**Required work**
Retype each of the rows below exactly as it appears, keeping every line in its original order.

[Rows from a point annotation set]

>> BEGIN

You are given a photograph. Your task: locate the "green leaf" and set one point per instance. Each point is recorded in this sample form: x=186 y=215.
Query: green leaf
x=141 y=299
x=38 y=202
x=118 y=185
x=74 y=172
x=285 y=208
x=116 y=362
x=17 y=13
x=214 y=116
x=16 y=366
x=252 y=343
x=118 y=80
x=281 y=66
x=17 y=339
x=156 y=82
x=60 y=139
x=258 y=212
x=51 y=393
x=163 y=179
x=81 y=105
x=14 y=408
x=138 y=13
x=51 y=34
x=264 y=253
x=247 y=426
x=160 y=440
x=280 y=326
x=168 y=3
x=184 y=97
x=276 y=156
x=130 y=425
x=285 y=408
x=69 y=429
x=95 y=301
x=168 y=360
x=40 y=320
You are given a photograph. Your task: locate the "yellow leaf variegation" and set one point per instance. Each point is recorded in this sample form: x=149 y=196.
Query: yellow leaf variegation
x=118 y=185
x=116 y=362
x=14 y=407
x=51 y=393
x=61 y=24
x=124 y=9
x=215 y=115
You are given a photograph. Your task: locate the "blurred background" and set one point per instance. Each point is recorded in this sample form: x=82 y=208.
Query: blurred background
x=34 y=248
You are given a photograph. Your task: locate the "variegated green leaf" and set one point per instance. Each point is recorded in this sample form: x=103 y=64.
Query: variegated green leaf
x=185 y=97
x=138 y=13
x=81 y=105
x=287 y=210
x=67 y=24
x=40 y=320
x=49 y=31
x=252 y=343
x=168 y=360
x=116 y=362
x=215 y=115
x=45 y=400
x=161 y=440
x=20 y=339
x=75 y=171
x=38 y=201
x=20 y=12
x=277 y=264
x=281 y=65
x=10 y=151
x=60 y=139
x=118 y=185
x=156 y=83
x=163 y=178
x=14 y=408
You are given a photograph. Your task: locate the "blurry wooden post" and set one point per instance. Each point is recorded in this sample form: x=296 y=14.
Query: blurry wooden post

>> END

**Written response**
You are given a photograph. Your task: locate the "green leaf" and set one point per instance. Each point is recorded in this sample form: x=186 y=215.
Query: green leaf
x=141 y=299
x=38 y=202
x=118 y=185
x=74 y=172
x=285 y=208
x=116 y=362
x=17 y=13
x=214 y=116
x=16 y=366
x=252 y=343
x=118 y=80
x=281 y=66
x=17 y=339
x=156 y=82
x=60 y=139
x=258 y=212
x=51 y=393
x=163 y=179
x=81 y=105
x=14 y=408
x=138 y=13
x=51 y=34
x=264 y=253
x=247 y=426
x=160 y=440
x=280 y=326
x=168 y=3
x=184 y=97
x=276 y=156
x=130 y=425
x=285 y=408
x=69 y=429
x=95 y=301
x=168 y=360
x=40 y=320
You are given a photograph. Your task: locate the "yellow leaf variegation" and set one point per instance. Each point is recorded in this sample form: x=149 y=196.
Query: yellow leaf variegation
x=118 y=185
x=116 y=362
x=14 y=407
x=51 y=393
x=61 y=24
x=124 y=9
x=215 y=115
You are given a photograph. Your task: locate the "blurred background" and set one point per instance. Each point is recorded in this sample form: x=82 y=208.
Query: blurred background
x=34 y=248
You are given a photograph. Your task: locate the "variegated green leaf" and set one point per instance. Each point is recorded in this sample form: x=103 y=64.
Query: variegated green leaf
x=185 y=97
x=138 y=13
x=81 y=105
x=287 y=210
x=67 y=24
x=40 y=320
x=49 y=31
x=252 y=343
x=168 y=360
x=116 y=362
x=215 y=115
x=45 y=400
x=161 y=440
x=20 y=339
x=75 y=171
x=38 y=201
x=20 y=12
x=277 y=264
x=281 y=65
x=10 y=151
x=60 y=139
x=118 y=185
x=156 y=83
x=163 y=178
x=14 y=408
You are given a photograph. Your task: locate the "blurry wooden post" and set one point per instance. Each point is recorded in this sample form: x=296 y=14.
Query: blurry wooden post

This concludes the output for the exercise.